_SELECTED TEXT_

--

TLDR; [This is a short post but anyhow] You can now achieve content negotiation on Domain Model or even Version (levels 4 and 5) in the same ASP.NET Web API controller.

As I explained in the previous post, there are real opportunities in adopting 5LMT. On one hand, semantic separation of all these levels of media type helps with organic development of a host of clients with different capabilities and needs. On the other hand, it solves some existing challenges of REST-based APIs.



In the last post we explored how we can have a Roy-correct resource organisation (URLs I mean, of course) and take advantage of content-based action selection which is not natively possible in ASP.NET Web API.

Content Negotiation is an important aspect of HTTP. This is the dance between client and server to negotiate on the optimum media type to get a resource. Most common implementation of content negotiation is the server-side one which server decides the format based on the client's preferences expressed by the content of Accept, Accept-Language, Accept-Encoding, etc headers.

--

_SUPPLIED DATA_

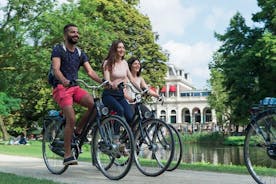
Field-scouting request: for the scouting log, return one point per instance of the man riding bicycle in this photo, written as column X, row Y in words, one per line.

--

_PROBLEM STATEMENT_
Extract the passage from the content negotiation post word for word, from "TLDR; [This is a" up to and including "ASP.NET Web API.". The data is not needed for this work.

_THE SOLUTION_
TLDR; [This is a short post but anyhow] You can now achieve content negotiation on Domain Model or even Version (levels 4 and 5) in the same ASP.NET Web API controller.

As I explained in the previous post, there are real opportunities in adopting 5LMT. On one hand, semantic separation of all these levels of media type helps with organic development of a host of clients with different capabilities and needs. On the other hand, it solves some existing challenges of REST-based APIs.



In the last post we explored how we can have a Roy-correct resource organisation (URLs I mean, of course) and take advantage of content-based action selection which is not natively possible in ASP.NET Web API.